Exercise data Block Start

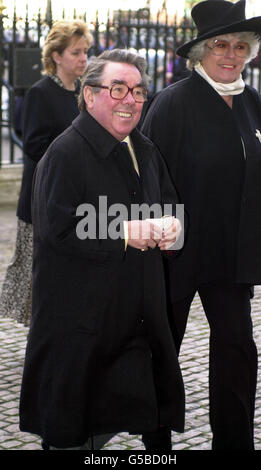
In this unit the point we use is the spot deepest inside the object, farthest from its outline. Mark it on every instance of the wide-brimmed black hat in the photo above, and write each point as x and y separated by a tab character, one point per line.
215	17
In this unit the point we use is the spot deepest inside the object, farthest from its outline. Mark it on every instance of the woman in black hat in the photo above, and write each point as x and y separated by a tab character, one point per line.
208	128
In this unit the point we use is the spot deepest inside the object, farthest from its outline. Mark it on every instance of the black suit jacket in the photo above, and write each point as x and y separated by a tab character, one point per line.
214	158
47	110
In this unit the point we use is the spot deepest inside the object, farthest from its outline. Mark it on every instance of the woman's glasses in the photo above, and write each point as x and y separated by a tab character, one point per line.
220	47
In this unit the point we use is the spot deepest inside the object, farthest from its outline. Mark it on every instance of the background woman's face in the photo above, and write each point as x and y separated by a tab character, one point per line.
227	68
72	62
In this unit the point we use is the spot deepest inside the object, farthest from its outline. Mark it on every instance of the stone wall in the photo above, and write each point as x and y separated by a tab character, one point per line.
10	183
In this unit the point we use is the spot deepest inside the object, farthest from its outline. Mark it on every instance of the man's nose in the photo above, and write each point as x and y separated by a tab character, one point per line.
230	52
129	98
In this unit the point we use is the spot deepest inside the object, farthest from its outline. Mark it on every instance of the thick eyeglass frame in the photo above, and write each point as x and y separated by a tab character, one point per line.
222	53
128	90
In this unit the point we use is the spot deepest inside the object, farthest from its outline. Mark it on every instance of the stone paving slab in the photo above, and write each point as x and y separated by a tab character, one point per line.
193	359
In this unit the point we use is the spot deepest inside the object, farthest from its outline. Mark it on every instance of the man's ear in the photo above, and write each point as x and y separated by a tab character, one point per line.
88	97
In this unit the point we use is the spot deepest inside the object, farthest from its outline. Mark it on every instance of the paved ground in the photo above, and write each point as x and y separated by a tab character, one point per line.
194	363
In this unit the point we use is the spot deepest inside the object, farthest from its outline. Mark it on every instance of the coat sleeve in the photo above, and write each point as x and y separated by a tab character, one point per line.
59	189
37	123
164	124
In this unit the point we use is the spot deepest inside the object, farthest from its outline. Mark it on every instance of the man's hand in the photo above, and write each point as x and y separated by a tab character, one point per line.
170	235
143	234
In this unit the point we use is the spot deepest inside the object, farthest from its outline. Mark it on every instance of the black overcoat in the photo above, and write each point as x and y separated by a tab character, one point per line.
214	158
100	356
48	109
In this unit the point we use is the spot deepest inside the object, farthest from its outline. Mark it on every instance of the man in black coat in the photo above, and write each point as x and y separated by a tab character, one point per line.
100	357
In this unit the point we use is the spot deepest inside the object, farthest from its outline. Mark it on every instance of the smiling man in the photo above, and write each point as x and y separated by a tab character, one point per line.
100	357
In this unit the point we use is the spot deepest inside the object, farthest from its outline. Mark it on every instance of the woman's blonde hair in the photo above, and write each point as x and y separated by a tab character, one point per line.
59	38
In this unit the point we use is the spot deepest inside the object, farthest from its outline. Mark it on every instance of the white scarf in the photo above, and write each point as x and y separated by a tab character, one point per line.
223	89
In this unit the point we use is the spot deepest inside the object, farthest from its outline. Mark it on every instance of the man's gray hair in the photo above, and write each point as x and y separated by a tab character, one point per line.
94	70
198	51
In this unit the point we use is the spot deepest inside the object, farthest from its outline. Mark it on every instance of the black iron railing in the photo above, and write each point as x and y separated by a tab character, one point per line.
156	38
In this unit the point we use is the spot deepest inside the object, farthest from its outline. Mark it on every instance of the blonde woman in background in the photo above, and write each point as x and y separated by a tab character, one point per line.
49	108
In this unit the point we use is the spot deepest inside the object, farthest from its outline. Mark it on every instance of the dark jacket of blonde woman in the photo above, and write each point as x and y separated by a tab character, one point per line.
214	156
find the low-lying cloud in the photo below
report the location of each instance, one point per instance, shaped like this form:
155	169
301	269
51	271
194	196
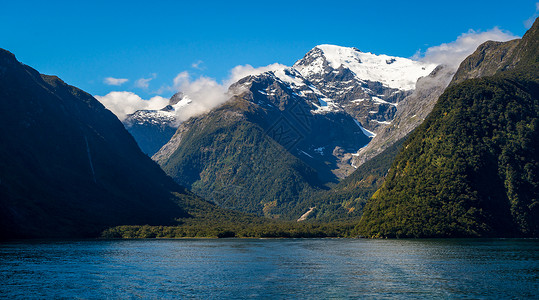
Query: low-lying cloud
204	92
452	54
115	81
124	103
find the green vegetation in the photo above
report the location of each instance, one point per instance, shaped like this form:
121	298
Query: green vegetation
230	161
228	230
470	169
346	200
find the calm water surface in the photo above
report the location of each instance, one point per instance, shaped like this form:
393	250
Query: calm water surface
276	268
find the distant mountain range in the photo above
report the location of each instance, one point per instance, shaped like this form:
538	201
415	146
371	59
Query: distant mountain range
403	148
154	128
290	132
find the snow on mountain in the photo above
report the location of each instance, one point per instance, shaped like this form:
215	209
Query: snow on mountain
393	72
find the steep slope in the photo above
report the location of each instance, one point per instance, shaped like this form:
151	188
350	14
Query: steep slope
369	87
153	128
471	168
411	112
346	200
68	167
302	123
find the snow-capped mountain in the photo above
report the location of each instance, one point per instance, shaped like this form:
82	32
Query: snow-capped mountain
367	86
346	83
154	128
315	114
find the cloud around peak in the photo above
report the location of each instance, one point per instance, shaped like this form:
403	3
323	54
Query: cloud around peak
453	53
124	103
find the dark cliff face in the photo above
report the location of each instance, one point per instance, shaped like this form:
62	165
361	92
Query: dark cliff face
494	57
68	167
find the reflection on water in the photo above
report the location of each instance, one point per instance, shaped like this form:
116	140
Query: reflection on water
279	268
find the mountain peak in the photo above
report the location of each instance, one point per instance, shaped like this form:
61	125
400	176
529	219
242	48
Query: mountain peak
393	72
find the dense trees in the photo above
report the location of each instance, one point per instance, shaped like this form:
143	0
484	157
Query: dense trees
470	169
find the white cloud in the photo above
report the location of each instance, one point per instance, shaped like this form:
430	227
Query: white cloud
115	81
124	103
529	22
452	54
198	65
144	83
205	93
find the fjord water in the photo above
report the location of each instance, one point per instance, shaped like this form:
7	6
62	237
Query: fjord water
273	268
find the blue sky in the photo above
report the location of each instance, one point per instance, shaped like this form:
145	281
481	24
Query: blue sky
85	42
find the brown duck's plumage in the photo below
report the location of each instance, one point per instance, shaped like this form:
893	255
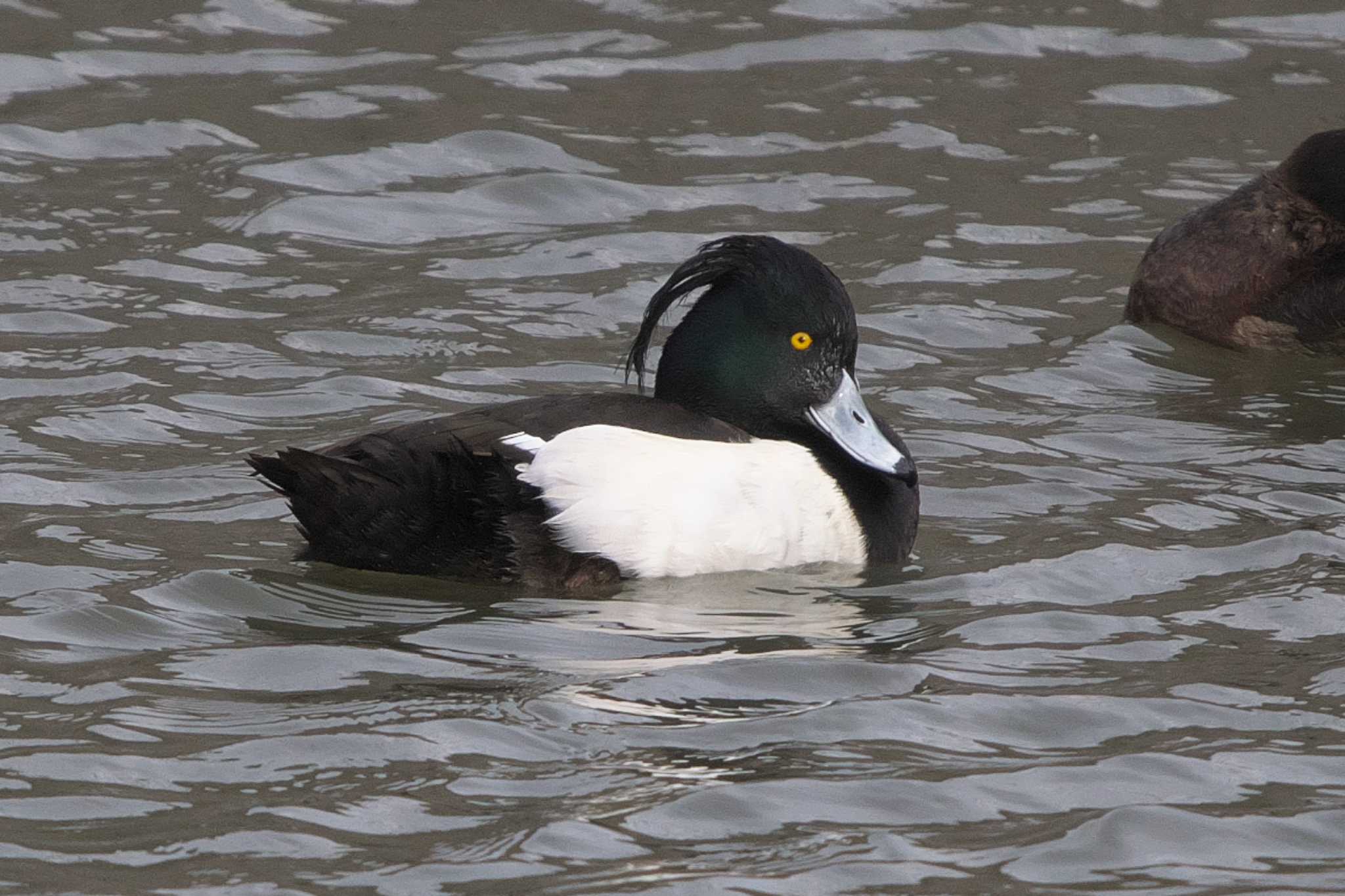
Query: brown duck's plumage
1261	268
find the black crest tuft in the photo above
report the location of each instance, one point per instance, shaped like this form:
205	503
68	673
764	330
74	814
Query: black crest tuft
743	261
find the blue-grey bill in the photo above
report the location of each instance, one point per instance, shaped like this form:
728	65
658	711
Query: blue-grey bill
845	418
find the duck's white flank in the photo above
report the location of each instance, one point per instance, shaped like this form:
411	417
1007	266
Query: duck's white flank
661	505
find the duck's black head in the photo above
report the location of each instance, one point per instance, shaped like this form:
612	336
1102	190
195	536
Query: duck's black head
768	347
1315	171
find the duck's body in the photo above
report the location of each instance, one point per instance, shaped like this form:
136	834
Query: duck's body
730	467
1264	268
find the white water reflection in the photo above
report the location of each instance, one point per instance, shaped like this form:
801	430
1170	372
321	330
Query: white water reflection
240	224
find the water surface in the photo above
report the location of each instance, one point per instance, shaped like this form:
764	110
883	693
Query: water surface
1115	661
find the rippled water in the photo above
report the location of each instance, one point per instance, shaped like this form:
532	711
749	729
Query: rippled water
1116	661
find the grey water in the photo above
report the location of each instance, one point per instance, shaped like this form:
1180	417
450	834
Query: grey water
1116	660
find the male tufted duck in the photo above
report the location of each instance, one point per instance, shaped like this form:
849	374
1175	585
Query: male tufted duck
1261	268
755	452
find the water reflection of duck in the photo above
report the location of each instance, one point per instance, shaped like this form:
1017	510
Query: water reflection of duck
755	452
1261	268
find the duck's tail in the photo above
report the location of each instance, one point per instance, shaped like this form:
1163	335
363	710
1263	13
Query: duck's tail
377	504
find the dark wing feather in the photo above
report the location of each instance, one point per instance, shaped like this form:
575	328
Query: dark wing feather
443	495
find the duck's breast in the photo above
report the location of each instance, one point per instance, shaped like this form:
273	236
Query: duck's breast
661	505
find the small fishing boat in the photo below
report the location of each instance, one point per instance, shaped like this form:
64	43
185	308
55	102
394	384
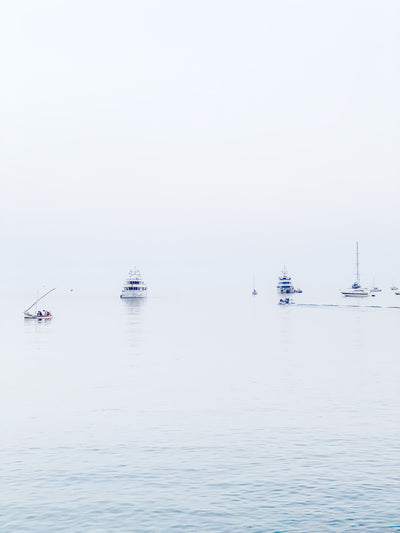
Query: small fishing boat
43	314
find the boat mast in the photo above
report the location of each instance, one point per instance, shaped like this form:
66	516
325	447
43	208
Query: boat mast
34	303
358	272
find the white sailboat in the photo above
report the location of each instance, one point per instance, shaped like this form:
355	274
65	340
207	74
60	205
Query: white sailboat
39	315
356	290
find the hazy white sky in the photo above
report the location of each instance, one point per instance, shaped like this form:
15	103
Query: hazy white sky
215	137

Exercise data Block End

■ **What is being asked**
The lines in the entries above that carry the word "below" must be copied.

■ **Output for this task**
find the low-lying cloud in the photo below
find the brown duck's plumage in the photo below
find the small fishing boat in the photo below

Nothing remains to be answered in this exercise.